Given problem ▸
Swap "cloudy sky" for "overcast sky" in the lines running from the line with "Pick out the cloudy" to the line with "x=366, y=37", and write out only those lines with everything else left unchanged.

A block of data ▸
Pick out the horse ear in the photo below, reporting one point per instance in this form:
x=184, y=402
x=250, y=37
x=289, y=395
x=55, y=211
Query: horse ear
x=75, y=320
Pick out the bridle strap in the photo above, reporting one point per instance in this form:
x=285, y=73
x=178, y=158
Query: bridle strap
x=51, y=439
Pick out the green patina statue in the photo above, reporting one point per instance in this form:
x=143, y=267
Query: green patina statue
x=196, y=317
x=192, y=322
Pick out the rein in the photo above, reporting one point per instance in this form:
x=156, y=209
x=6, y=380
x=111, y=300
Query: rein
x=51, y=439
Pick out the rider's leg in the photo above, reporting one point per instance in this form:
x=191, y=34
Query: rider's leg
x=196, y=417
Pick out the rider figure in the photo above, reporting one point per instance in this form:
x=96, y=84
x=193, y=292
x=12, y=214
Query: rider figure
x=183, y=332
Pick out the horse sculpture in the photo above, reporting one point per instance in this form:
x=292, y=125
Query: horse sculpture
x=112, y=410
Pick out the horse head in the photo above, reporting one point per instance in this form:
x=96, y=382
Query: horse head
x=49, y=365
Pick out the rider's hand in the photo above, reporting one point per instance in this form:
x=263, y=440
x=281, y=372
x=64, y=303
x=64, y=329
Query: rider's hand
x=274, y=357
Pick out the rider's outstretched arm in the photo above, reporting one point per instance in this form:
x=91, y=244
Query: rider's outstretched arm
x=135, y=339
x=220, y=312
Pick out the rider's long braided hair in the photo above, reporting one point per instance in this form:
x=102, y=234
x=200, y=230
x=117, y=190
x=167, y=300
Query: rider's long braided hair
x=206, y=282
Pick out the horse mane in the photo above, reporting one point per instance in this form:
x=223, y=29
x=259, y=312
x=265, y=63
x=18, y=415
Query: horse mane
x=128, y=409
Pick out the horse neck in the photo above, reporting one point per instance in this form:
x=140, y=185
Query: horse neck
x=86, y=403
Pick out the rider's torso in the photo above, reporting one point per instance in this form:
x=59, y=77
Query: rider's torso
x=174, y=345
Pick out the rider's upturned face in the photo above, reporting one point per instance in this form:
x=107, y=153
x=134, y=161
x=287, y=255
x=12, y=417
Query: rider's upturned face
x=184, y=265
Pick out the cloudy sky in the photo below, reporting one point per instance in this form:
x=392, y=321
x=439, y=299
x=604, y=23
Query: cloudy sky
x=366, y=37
* * *
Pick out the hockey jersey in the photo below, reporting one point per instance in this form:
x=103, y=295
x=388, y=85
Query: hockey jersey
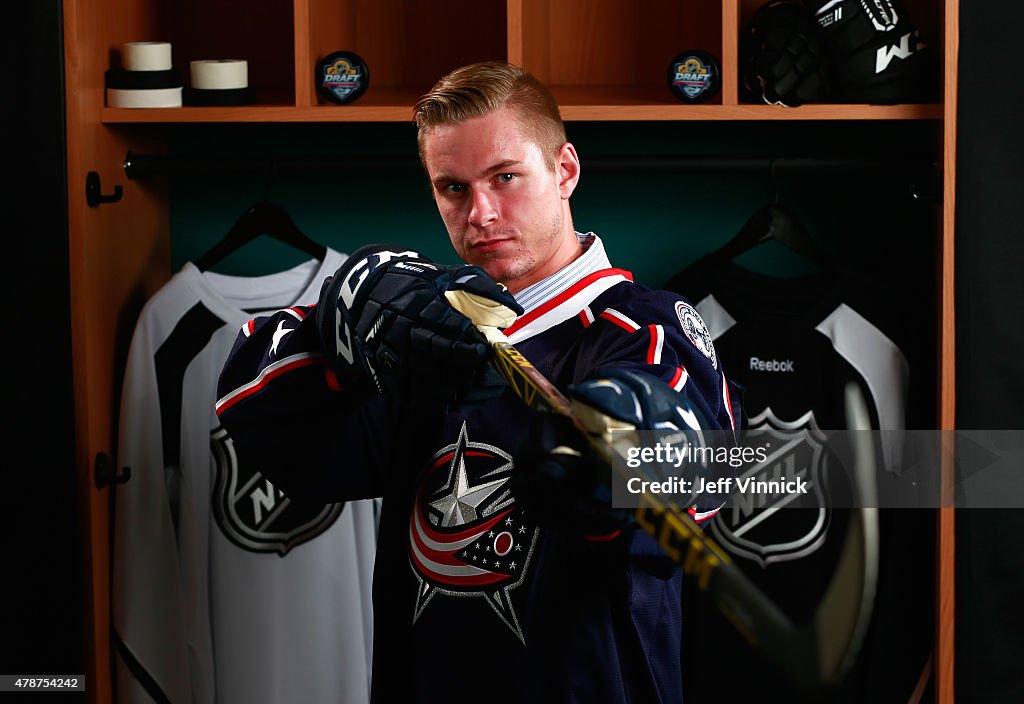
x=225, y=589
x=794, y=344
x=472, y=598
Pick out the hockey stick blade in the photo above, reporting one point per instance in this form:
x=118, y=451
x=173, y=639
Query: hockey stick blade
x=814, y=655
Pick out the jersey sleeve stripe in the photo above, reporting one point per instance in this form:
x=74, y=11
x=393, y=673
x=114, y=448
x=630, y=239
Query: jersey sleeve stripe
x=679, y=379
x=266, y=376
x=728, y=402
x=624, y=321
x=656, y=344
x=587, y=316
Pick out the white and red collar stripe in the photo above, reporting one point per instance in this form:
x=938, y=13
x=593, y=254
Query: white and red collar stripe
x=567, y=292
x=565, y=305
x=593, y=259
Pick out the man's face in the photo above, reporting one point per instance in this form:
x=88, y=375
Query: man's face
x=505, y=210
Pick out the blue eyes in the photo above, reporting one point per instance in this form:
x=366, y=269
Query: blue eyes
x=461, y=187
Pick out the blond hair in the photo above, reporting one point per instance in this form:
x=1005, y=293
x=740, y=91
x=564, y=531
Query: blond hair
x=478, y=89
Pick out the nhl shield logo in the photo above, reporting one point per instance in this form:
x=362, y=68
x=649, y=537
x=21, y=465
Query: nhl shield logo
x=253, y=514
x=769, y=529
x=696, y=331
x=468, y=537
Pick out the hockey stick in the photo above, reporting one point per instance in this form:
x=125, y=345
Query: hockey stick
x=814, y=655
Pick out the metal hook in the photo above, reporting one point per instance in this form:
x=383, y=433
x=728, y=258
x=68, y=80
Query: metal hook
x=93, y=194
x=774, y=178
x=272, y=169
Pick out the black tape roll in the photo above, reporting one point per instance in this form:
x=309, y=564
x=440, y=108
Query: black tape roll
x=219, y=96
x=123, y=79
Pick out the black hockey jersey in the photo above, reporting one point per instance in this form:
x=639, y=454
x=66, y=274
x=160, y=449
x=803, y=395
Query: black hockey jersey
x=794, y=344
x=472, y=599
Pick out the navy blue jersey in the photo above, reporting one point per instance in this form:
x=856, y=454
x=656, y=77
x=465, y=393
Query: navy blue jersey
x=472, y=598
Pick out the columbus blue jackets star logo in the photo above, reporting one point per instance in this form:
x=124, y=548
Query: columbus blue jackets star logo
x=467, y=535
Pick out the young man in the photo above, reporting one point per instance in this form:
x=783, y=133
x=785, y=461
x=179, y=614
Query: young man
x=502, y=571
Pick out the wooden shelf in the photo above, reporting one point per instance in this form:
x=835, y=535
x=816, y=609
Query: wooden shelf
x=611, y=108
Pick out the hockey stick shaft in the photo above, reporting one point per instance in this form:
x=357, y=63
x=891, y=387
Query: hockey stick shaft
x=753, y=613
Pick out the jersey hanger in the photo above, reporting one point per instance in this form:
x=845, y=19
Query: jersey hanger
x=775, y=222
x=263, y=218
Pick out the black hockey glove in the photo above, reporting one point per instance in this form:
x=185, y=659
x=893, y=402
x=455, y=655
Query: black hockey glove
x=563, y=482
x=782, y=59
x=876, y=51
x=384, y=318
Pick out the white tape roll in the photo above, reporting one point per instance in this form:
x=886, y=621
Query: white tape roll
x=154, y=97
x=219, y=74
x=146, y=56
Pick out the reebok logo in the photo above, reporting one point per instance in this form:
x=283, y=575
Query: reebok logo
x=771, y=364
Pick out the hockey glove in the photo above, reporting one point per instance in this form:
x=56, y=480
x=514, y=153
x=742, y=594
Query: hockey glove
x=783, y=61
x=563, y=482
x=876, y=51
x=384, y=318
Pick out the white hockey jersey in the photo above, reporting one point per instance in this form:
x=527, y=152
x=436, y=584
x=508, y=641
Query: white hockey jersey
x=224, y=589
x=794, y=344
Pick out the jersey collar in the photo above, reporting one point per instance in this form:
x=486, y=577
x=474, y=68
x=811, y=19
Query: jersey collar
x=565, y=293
...
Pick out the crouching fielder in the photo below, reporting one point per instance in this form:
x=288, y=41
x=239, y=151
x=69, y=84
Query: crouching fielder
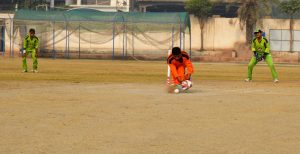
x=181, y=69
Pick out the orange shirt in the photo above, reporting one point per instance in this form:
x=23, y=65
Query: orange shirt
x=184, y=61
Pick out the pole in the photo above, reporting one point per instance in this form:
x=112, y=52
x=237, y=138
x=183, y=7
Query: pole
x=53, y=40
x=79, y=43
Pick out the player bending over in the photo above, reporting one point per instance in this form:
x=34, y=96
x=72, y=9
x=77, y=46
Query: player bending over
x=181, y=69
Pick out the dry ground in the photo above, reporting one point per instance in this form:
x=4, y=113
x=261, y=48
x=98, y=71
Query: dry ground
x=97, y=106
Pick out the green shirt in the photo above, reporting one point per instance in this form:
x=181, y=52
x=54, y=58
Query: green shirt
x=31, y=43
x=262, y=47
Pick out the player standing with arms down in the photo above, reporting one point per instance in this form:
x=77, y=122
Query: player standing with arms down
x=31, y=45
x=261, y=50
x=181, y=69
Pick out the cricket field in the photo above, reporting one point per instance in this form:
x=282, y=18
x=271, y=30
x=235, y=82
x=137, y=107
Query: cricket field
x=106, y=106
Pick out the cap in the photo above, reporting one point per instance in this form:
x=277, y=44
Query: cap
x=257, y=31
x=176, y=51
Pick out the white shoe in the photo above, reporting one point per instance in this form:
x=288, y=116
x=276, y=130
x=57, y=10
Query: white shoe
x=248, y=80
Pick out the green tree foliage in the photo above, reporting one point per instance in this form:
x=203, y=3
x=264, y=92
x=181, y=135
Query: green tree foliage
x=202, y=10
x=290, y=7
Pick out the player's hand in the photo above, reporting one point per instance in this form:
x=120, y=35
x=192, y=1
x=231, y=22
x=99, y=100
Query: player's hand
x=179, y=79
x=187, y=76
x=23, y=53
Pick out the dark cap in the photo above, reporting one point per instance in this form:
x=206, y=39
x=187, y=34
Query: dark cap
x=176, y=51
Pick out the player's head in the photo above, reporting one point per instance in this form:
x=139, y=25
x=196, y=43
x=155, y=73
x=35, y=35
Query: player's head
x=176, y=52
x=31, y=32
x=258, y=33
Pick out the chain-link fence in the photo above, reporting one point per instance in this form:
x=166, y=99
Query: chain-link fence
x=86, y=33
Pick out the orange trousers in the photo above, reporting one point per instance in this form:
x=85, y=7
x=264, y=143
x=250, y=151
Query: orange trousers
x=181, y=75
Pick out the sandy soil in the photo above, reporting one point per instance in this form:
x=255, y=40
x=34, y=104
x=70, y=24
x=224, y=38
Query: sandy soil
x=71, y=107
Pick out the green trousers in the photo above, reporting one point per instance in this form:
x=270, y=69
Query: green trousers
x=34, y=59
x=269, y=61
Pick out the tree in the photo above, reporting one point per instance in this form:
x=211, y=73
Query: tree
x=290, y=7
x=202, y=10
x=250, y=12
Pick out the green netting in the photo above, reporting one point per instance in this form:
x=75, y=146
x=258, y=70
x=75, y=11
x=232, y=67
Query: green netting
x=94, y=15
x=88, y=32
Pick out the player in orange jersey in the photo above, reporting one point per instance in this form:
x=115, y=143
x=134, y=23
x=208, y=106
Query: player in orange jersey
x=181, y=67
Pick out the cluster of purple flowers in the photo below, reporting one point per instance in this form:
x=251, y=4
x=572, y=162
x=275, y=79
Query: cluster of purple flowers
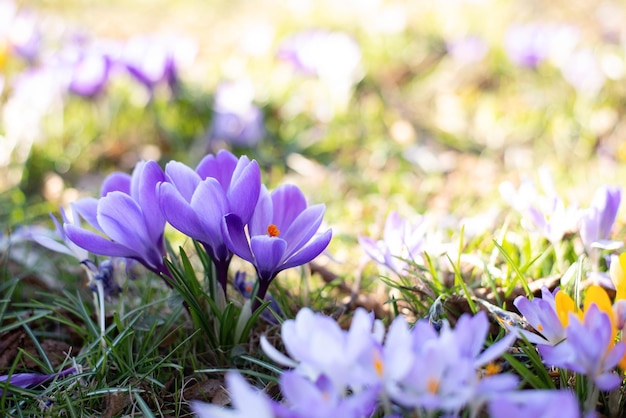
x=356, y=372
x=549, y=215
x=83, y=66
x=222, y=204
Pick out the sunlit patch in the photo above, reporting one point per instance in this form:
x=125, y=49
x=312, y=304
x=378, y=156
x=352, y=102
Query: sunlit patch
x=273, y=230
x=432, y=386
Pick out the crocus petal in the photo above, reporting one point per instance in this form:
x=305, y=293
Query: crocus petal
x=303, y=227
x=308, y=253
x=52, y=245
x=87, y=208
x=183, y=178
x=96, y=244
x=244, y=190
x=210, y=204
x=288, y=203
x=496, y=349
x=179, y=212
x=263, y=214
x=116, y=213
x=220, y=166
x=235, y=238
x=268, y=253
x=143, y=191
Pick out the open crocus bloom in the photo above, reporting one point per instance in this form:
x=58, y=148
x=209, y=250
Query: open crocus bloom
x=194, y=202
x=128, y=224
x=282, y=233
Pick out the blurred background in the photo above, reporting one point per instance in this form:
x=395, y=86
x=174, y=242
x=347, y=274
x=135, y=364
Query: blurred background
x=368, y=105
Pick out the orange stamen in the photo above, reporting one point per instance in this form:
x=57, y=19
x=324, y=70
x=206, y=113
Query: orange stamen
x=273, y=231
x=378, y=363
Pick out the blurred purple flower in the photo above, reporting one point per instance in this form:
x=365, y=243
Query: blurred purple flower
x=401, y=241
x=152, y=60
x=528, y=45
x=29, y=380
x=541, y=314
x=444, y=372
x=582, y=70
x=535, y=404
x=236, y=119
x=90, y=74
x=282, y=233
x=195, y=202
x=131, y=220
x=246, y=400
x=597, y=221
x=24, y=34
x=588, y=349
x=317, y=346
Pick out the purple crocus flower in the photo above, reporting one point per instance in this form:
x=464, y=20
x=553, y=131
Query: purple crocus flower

Answer ▸
Pick out the overcast sky in the photo below, reporting one point per instance in this form:
x=392, y=321
x=439, y=299
x=604, y=23
Query: overcast sky
x=366, y=37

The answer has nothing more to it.